> _EXERCISE TASK_
Report how many lines of the data contain the string "sign". Give only the number.

Data entries
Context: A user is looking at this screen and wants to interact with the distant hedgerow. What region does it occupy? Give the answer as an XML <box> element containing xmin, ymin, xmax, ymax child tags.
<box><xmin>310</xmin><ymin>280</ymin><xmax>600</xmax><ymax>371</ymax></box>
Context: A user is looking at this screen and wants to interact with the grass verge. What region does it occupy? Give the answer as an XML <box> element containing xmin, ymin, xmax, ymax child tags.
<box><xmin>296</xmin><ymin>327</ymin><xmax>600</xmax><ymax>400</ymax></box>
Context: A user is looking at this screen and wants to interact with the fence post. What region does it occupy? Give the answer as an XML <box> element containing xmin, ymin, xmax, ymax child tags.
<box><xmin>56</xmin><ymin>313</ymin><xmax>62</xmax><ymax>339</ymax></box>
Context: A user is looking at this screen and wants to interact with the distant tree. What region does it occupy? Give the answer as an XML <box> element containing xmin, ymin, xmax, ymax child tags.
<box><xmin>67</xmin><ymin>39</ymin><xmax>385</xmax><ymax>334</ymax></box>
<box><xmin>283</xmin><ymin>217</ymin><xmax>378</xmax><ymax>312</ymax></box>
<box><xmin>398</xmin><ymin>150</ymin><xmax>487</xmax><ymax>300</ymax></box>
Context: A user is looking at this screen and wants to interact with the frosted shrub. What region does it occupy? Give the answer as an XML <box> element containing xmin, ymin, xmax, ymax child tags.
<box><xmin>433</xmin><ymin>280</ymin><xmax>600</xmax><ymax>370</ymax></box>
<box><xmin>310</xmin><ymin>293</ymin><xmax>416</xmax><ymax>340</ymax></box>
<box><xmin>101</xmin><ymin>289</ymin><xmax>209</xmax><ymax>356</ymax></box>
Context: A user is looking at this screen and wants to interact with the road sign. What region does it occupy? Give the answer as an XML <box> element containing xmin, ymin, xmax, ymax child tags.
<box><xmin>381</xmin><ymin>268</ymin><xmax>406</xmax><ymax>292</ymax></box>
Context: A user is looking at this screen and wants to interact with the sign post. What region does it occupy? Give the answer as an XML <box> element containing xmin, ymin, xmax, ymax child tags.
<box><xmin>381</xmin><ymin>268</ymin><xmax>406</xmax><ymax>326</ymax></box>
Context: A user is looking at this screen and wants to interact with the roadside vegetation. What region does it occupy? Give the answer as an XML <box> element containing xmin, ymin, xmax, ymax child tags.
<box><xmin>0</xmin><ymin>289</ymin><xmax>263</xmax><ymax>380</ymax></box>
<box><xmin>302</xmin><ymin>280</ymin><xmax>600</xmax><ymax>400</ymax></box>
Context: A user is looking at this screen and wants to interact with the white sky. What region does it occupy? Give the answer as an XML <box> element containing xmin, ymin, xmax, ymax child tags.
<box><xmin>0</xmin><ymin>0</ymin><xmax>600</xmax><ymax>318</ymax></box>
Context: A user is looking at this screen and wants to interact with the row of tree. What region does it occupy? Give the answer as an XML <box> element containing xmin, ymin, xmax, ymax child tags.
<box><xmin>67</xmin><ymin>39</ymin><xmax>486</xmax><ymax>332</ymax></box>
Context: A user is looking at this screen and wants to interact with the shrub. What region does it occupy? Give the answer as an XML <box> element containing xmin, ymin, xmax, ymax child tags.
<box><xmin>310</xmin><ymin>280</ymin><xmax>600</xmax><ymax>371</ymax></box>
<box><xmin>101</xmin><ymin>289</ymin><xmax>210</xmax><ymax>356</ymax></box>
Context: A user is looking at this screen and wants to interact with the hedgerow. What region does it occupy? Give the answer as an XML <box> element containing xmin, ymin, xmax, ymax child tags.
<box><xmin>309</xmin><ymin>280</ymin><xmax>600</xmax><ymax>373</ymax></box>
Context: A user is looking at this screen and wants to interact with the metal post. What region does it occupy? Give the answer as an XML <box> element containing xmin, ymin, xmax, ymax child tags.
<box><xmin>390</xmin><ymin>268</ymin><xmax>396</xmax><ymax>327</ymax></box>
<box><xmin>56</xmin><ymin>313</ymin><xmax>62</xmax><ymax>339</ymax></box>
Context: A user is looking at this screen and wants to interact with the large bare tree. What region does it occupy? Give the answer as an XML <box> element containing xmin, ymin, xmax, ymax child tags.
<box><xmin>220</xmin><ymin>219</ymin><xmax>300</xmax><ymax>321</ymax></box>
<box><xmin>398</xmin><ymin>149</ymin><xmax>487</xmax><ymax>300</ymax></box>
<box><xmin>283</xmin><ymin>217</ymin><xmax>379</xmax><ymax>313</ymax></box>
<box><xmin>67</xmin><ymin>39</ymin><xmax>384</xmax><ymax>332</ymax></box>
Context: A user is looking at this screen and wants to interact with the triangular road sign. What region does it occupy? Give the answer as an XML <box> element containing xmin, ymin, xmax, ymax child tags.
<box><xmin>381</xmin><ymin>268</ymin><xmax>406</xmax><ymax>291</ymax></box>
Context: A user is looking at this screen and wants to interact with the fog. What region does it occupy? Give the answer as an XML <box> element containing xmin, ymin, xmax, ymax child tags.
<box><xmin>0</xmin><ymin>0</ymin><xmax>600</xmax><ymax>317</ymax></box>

> _OUTPUT FOR THIS EXERCISE_
3